Дневник 1939-1945 — страница 78 из 100

Да, амбиций у меня и вправду не было - ни в литературе, ни в политике, ни даже с женщинами. Мне всего-навсего нужна была уверенность, что моему разуму не свойственна пошлость, и если он что-то создает, то в этом есть пусть уж не глубина, но хотя бы чувстве меры.

В политике мной руководило одно лишь любопытство, желание подтвердить на практике свои психологические и нравственные гипотезы. Но уже чуть ли не в самом начале всякий раз, когда я что-то начинал делать, меня останавливала лень, а главное, страх, что мне надоест. Повторяемость и однообразие ходов в какой-нибудь интриге, посредственность политиков, с которыми надо будет постоянно общаться, мелочность личных интересов, из которых нужно скомпоновать общий интерес, утомляли меня с самых первых шагов. Мелочность амбиций вызывала у меня отвращение: ведь и мои амбиции могут быть сходными. В сущности, от действия мне необходим был самый минимум, дабы напитывать свою умозрительность. Возможно, в другой стране я пошел бы дальше. Но я предпочитал любоваться деревьями, женщинами, а не вариться все время в плутовском котле среди людей, замкнувшихся на своих делишках.

Я быстро все бросал, мне нужно было перекидываться с одного на другое, но я отходил от скуки и усталости и неизменно опять вступал в цикл чередующихся занятий. Мне необходимо было всего понемножку; у меня не хватало ни темперамента, ни настроения желать слишком многого от чего-то одного. Это свидетельствует об отсутствии гениальности, которой вечно присуща приверженность к чему-то одному, толкающая к неистовой исключительности, мании, противоестественности. Этот может только ваять статуи, тот - одерживать победы. Не думаю, что когда-нибудь мне встретился гениальный человек, но необыкновенные таланты отталкивали меня своим бешеным характером. Мне надоела посредственность, но я устал и от исключительности.

Извлечённые записи »
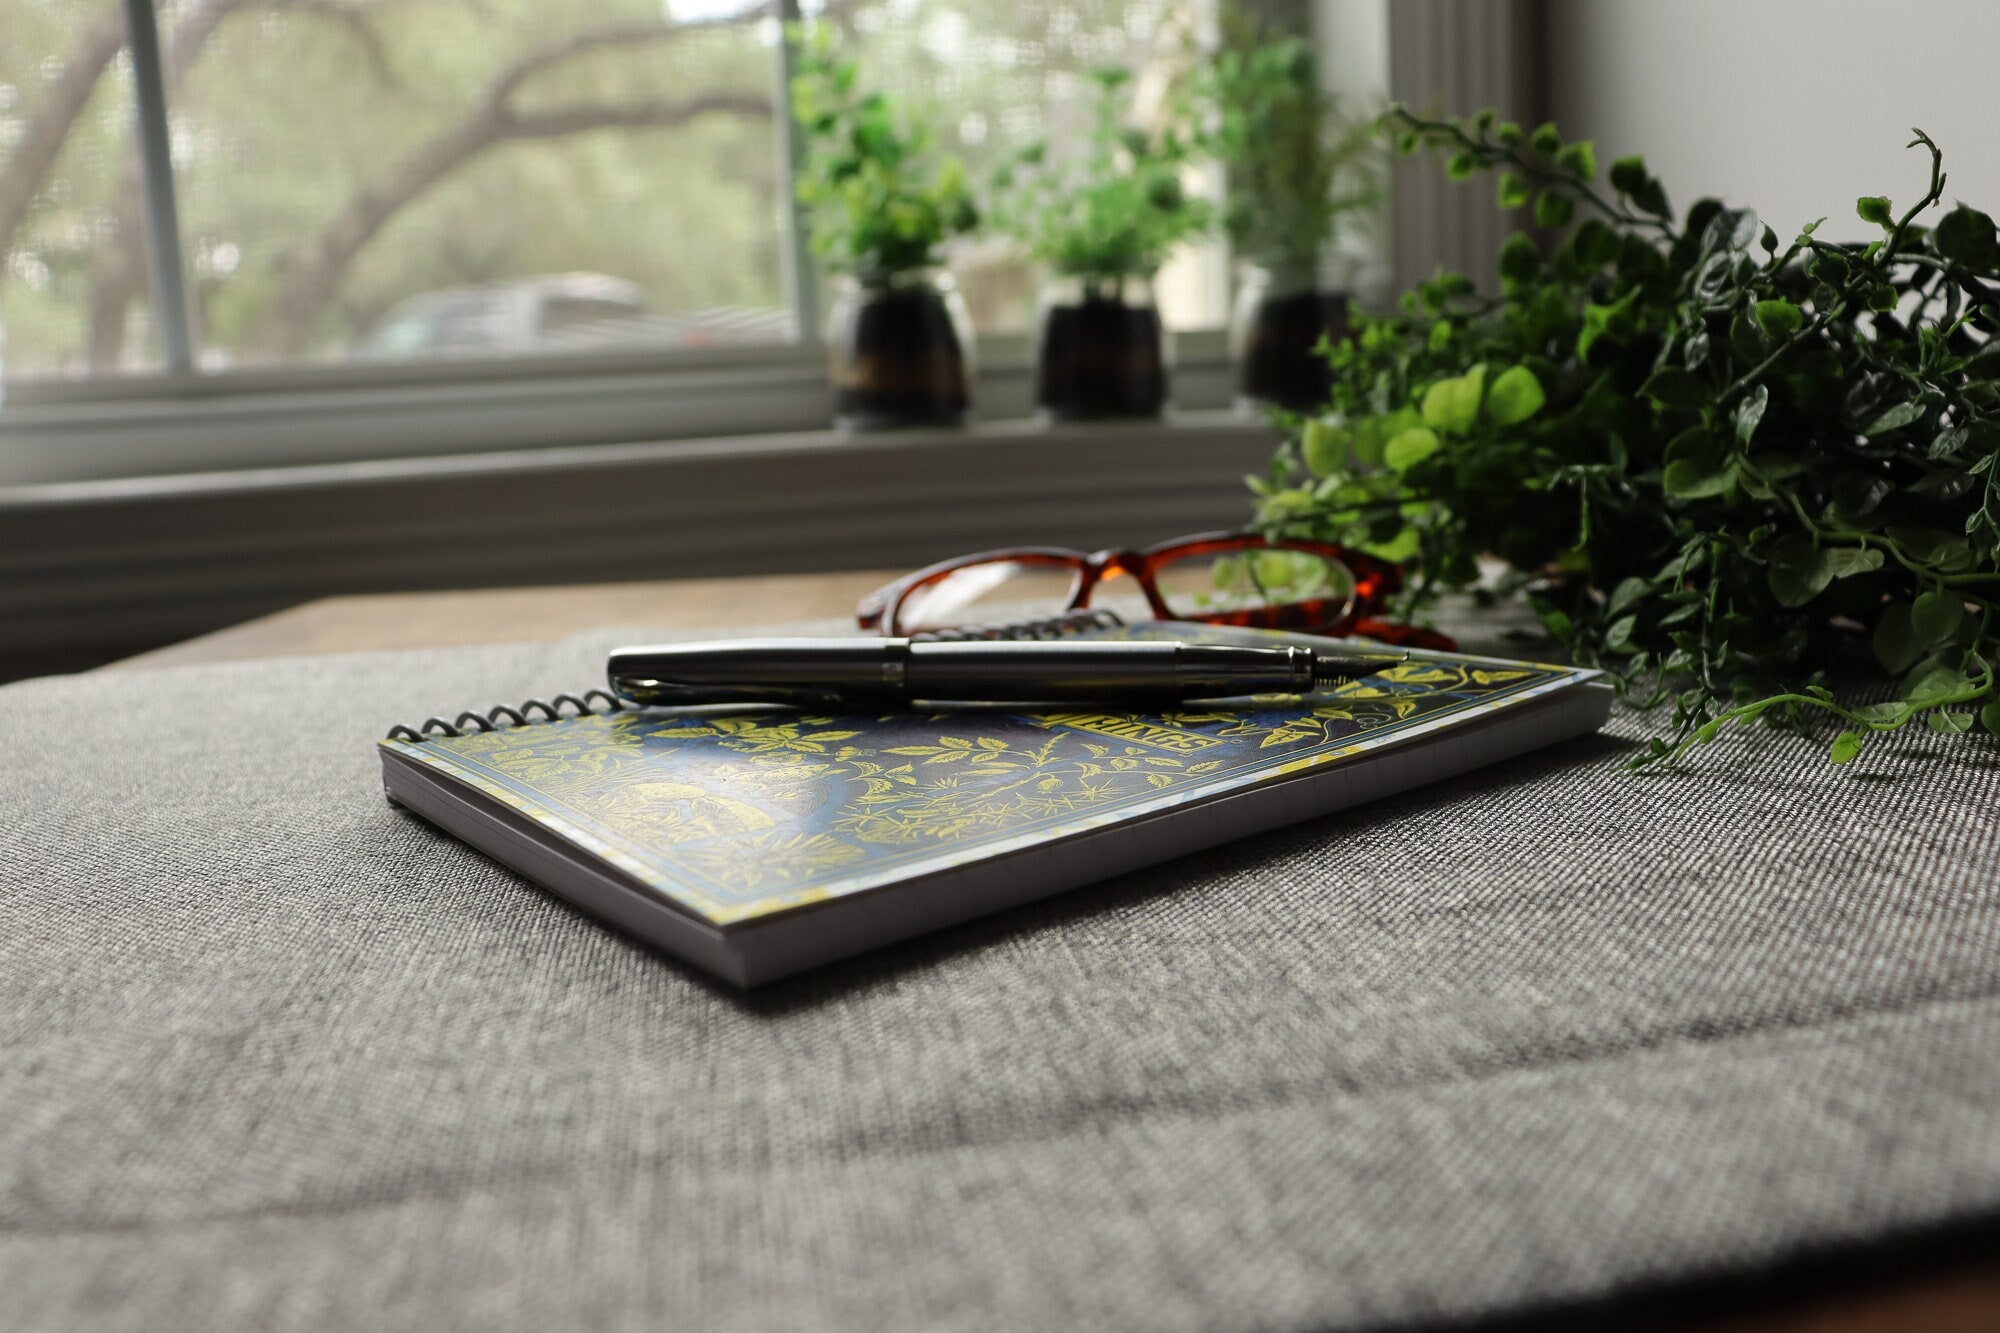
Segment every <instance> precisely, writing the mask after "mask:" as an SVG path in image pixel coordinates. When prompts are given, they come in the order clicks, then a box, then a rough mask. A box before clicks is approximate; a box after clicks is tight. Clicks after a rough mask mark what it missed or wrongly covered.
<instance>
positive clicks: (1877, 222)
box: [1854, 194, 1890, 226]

* * *

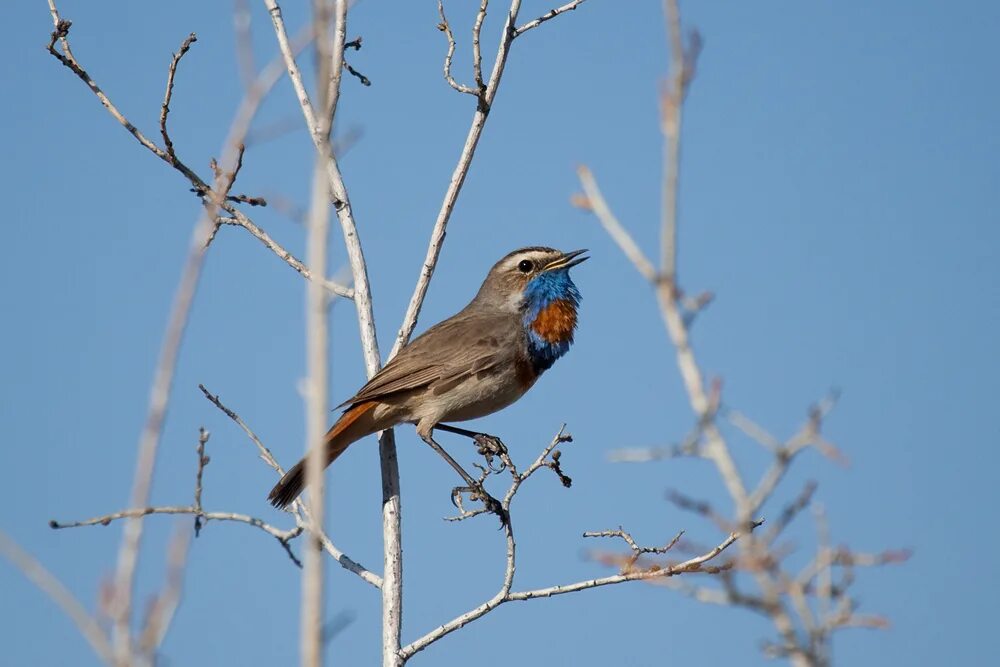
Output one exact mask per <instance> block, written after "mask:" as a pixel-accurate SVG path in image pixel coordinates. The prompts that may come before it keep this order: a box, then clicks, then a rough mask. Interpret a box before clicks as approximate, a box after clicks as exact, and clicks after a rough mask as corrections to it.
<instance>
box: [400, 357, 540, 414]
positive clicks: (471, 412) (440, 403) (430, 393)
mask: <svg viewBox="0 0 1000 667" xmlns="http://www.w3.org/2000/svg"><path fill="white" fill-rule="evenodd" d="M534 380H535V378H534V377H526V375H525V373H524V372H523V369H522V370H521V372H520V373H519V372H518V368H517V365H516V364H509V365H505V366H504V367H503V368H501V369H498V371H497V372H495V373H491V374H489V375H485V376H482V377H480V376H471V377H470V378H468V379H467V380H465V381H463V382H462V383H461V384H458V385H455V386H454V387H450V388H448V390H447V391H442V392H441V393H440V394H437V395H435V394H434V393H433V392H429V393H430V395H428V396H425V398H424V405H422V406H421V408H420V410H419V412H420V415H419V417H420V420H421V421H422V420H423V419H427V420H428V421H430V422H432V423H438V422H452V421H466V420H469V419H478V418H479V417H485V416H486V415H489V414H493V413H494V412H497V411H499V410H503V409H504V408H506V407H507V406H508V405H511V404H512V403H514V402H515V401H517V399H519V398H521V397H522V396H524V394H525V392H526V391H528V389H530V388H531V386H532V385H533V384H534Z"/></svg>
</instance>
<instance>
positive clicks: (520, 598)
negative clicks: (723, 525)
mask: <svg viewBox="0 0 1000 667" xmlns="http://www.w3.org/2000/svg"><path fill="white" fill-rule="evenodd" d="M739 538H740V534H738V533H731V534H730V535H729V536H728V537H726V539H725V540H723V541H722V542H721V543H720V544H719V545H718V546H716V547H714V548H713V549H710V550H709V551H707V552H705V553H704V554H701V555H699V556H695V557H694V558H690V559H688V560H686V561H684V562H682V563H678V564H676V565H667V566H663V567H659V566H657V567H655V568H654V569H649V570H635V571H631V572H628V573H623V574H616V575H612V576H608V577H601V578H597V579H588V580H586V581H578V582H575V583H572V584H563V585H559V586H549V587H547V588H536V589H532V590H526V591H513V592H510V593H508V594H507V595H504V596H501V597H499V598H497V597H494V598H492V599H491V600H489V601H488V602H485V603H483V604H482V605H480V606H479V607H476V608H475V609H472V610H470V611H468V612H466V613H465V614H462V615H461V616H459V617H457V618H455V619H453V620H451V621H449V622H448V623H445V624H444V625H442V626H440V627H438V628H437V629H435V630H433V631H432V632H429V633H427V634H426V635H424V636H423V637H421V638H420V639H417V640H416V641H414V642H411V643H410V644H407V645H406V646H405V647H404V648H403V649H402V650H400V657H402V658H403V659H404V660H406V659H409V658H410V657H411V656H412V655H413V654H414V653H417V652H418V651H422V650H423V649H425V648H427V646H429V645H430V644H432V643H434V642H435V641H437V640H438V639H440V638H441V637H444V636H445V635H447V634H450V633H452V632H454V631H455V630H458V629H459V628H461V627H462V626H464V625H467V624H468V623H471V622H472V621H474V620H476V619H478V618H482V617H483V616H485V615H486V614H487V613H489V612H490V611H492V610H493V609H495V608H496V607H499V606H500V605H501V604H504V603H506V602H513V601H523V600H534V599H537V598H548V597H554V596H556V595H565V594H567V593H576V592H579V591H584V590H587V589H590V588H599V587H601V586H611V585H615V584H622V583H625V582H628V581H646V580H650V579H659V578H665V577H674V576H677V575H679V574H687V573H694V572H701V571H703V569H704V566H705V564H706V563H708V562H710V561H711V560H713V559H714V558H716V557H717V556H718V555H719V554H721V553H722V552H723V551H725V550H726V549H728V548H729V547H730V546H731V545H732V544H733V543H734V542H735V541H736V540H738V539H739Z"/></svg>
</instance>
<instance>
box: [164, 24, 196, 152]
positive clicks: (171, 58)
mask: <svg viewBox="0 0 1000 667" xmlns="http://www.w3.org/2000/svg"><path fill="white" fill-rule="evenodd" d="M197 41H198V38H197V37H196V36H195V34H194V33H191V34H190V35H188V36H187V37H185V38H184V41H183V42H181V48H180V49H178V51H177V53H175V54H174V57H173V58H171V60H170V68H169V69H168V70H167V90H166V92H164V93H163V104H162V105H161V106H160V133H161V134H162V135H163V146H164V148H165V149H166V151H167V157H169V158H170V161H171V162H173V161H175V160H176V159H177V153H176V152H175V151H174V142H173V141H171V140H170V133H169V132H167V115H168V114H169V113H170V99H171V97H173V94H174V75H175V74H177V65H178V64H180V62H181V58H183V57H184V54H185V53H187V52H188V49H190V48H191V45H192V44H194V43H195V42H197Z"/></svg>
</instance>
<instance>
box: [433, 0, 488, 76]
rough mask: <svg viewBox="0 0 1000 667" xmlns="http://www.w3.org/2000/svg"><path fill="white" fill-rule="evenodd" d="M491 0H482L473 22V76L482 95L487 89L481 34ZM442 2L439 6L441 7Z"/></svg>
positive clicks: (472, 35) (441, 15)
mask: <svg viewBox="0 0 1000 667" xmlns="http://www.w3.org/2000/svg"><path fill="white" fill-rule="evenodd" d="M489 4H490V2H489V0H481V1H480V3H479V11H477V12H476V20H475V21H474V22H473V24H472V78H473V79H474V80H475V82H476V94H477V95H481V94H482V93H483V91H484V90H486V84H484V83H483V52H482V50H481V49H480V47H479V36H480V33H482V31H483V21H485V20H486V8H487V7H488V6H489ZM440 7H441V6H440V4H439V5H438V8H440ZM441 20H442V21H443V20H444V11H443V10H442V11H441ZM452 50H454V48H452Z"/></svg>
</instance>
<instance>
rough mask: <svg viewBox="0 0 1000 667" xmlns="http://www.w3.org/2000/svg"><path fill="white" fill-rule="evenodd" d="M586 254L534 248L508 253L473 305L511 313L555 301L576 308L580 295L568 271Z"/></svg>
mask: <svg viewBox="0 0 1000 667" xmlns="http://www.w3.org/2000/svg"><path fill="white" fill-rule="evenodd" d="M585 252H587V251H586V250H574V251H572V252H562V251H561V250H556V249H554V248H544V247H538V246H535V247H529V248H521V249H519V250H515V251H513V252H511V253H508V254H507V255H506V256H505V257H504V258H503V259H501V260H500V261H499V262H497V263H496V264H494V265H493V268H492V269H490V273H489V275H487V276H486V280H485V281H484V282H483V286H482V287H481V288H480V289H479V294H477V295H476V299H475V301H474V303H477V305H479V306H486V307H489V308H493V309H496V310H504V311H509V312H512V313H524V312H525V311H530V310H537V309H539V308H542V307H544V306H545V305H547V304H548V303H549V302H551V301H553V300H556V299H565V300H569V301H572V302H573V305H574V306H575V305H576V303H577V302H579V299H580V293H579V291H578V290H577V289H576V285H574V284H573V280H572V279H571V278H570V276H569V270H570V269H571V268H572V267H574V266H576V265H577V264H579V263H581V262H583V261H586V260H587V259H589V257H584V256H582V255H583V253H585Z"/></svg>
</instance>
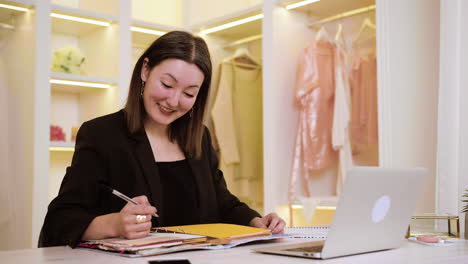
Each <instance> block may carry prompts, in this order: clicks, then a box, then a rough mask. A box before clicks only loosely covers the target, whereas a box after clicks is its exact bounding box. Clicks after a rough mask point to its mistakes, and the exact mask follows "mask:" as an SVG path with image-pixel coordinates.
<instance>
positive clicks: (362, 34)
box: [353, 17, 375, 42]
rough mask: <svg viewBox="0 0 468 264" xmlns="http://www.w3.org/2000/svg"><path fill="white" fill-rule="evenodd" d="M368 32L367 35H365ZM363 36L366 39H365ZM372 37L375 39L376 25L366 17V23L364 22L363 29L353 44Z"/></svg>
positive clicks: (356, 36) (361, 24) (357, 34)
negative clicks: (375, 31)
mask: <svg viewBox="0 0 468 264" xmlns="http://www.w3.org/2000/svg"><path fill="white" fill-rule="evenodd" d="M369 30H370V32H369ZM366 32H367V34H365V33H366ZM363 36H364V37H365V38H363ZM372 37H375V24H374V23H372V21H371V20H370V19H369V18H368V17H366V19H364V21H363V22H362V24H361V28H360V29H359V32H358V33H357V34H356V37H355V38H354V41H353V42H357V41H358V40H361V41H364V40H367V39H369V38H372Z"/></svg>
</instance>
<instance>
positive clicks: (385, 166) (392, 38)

==

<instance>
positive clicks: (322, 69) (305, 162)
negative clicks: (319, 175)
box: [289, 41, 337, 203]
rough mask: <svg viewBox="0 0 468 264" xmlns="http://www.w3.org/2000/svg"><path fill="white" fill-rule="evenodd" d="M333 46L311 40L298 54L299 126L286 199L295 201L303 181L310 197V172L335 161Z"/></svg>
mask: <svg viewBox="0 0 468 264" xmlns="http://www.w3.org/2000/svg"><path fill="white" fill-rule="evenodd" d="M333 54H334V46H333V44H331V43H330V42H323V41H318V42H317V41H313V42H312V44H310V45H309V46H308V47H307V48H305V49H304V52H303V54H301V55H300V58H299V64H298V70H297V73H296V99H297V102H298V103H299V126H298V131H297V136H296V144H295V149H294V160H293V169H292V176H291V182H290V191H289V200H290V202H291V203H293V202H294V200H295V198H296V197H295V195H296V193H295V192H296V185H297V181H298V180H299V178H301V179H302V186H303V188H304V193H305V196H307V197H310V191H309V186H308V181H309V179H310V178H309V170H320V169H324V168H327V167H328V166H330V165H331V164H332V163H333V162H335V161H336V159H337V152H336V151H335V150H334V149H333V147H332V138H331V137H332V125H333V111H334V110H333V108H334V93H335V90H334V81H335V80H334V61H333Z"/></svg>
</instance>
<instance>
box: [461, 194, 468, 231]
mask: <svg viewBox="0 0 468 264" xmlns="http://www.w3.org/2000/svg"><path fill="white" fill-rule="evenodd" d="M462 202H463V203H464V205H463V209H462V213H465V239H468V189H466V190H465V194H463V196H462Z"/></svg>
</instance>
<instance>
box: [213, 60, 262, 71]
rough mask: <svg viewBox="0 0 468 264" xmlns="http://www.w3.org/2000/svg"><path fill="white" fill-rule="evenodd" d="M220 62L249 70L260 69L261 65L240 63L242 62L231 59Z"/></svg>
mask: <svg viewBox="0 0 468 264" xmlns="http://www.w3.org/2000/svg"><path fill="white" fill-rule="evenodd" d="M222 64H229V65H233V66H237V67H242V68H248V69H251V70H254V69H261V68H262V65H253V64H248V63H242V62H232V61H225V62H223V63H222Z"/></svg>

Что сделать »
• A. Что, согласно отрывку из дневника, почти в самом начале останавливало автора всякий раз, когда он что-то начинал делать в политике?
• B. Что именно, по словам отрывка из дневника, утомляло автора в политике с самых первых шагов? Перечислите всё.
• C. Перепишите часть отрывка из дневника от «Да, амбиций у» до «бы чувстве меры.» включительно, поставив «живописи» вместо «литературе».
Для ответов нужен только отрывок из дневника.

Ответы к заданиям »
• A. Лень, а главное, страх, что ему надоест.

• B.
- повторяемость и однообразие ходов в какой-нибудь интриге;
- посредственность политиков, с которыми надо будет постоянно общаться;
- мелочность личных интересов, из которых нужно скомпоновать общий интерес.

• C.
Да, амбиций у меня и вправду не было - ни в живописи, ни в политике, ни даже с женщинами. Мне всего-навсего нужна была уверенность, что моему разуму не свойственна пошлость, и если он что-то создает, то в этом есть пусть уж не глубина, но хотя бы чувстве меры.